▶ **Completa quanto segue**:
A) Rispondi a queste domande sul testo relativo alla cannabis terapeutica in Portogallo.
(i) In quale paese, secondo le stime, si venderà la maggior parte dei prodotti di Tilray?
(ii) Qual è la purezza massima degli estratti di olio di cannabis?
(iii) In quale città si trova la piantagione in cui opera Terra Verde dal 2014?
B) Prosegui il testo sulla cannabis terapeutica in Portogallo a partire dalla sua ultima frase.
---------- Testo della pagina ----------
Come risultato, il Portogallo diventerà il principale produttore europeo di marijuana terapeutica. Secondo le stime, la maggior parte dei prodotti di Tilray si venderanno in Germania, dove la cannabis terapeutica è stata legalizzata all'inizio del 2017. Una volta lì, però, l'azienda canadese dovrà confrontarsi con i concorrenti con sede nella Repubblica Cecca e nei Paesi Bassi, da dove Bedrocan ed MGC Pharmaceuticals dominano la produzione e la distribuzione europea.

Nonostante la concorrenza, Tilray ha il vantaggio dell'ubicazione. "Approvvigionare i pazienti europei dal Portogallo anziché dai climi del nord è più rispettoso dell'ambiente", sottolinea Kennedy. Inoltre, l'azienda canadese vanta un percorso costellato di successi, essendo diventata nel corso dell'ultimo anno la prima impresa nordamericana a esportare legalmente prodotti di cannabis medicinale in Australia, Nuova Zelanda e America del Sud.

Questi prodotti si presentano in due forme: estratti di olio di cannabis con differenti tipi di purezza (dal 80% mischiati con altri composti vegetali naturali fino a una purezza massima del 98%) o fiori secchi, cioè cime intere o macinate a seconda delle preferenze dei pazienti.

Ma Tilray non è l'unica impresa a trarre vantaggio del clima portoghese. Terra Verde, appartenente alla farmaceutica britannica GW Pharmaceuticals, opera dal 2014 in una piantagione nella città di Évora, da dove esporta in Europa la maggior parte dei suoi prodotti.

Lo status legale della cannabis nella penisola iberica

Il crescente sostegno del sì alla pianta si manifesta in modo diverso in entrambi i paesi. In Portogallo è permessa la coltivazione sotto licenza esplicita di Infarmed, l'organo di vigilanza per i medicamenti, ma a causa dei loro rigidi requisiti solo un numero limitato di persone riesce ad ottenere il permesso, il che, secondo gli attivisti, va a svantaggio dell'economia del paese, che vanta uno dei migliori climi in Europa per l'istituzione di piantagioni di marijuana.

Relativamente alla legalizzazione del consumo, il Parlamento portoghese si trova attualmente nel mezzo di un dibattito iniziato dal Blocco di Sinistra, terza forza politica dal paese, tramite la presentazione di due progetti di legge per la normalizzazione del consumo sia medicinale che ricreativo.
---------- Dati forniti ----------
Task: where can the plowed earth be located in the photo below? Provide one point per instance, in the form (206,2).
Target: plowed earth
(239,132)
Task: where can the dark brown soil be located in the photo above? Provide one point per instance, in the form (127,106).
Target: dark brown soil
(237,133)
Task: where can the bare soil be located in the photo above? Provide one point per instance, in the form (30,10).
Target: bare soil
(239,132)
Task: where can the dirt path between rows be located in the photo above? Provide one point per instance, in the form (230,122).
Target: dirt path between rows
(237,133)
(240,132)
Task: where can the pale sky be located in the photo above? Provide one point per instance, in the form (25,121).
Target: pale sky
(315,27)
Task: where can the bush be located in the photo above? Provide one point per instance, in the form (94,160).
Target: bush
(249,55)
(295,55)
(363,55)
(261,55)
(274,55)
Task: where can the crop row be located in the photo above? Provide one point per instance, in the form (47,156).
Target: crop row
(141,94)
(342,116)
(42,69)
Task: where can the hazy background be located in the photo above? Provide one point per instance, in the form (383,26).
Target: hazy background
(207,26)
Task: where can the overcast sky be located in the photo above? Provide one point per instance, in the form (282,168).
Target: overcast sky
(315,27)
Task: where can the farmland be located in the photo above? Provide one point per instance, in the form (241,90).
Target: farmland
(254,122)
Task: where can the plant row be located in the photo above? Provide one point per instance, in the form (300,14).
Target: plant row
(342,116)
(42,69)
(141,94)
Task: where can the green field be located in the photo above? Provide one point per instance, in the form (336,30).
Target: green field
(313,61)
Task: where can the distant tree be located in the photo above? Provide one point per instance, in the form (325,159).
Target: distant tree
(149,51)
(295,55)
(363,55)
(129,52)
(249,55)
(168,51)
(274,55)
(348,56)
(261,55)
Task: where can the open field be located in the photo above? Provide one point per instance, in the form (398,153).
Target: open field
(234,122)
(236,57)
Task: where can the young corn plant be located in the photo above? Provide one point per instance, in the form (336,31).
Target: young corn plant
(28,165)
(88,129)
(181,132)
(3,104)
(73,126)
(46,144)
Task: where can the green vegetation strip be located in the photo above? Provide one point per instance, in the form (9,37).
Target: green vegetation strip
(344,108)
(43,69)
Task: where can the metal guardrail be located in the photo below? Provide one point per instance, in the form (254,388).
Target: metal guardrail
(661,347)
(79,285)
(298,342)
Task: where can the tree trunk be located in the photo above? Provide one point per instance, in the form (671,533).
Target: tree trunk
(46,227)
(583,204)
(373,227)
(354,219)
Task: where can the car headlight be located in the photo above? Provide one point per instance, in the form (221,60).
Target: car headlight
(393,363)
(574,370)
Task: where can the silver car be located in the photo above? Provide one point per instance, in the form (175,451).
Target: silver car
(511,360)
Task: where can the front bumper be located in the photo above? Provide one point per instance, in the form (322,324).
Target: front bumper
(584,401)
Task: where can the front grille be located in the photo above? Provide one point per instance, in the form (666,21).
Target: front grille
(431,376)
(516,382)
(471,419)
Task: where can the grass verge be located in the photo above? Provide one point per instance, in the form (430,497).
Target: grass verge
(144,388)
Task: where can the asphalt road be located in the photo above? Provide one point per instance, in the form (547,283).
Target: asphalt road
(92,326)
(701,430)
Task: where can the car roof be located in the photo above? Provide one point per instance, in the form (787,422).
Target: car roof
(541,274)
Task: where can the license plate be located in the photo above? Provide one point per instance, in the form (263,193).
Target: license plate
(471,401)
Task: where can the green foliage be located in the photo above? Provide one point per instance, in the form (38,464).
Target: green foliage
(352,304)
----------
---------- Dati forniti ----------
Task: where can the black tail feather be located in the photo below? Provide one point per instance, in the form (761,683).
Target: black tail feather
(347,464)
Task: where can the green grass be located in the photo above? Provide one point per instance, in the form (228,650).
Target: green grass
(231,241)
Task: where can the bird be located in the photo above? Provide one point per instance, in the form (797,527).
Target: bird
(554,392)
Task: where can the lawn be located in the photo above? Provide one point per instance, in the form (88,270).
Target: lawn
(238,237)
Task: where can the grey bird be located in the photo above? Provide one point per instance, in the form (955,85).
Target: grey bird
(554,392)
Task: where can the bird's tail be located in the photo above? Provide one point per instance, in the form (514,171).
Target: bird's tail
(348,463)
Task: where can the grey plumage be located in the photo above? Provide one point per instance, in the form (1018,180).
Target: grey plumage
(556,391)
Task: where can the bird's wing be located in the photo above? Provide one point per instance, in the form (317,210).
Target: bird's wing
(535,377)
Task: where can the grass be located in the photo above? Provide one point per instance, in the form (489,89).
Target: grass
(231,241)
----------
▶ **Risposte scritte**:
A)
(i) In Germania.
(ii) Il 98%.
(iii) A Évora.

B)
La Spagna, a sua volta, portò la questione della marijuana nel Congresso dei deputati lo scorso marzo, quado i principali partiti politici del paese (PP, PSOE, Unidos Podemos e Ciudadanos) approvarono la creazione di una sottocommissione parlamentare volta a studiare la regolarizzazione dell'uso terapeutico.

Pur rimanendo illegale nel resto dei casi, in Spagna l'autocoltivazione è depenalizzata come emerge dall'interpretazione dell'articolo 36.18 della legge organica 4/2015 per la Protezione Civile, che però non precisa il numero o le dimensioni delle piante ammissibili sotto il termine "autocoltivazione", diventando spesso fonte di confusione per i coltivatori e vuoto giuridico per la creazione di piantagioni destinante alla vendita illegale.

In sintesi, è possibile coltivare in Spagna purché la quantità non superi i bisogni personali del coltivatore, l'attività venga svolta nella sfera privata e al di fuori della vista dei vicini e non vengano effettuate vendite a terzi. Si tratta quindi di una depenalizzazione con limitazioni che, pur aperturista verso il futuro, non bisogna confondere con la legalizzazione della coltivazione.

In ogni caso, la sempre maggiore rilevanza della legalizzazione nei paesi europei, specie di quella medicinale, ha determinato l'aumento del numero di piantagioni nella penisola iberica. Le sue ottime condizioni meteorologiche e le sue vaste aree di terreno coltivabile la rendono infatti un luogo ideale per lo sviluppo delle piante, il che speriamo che nei prossimi anni comporti una revisione legislativa per la totale liberalizzazione della coltivazione.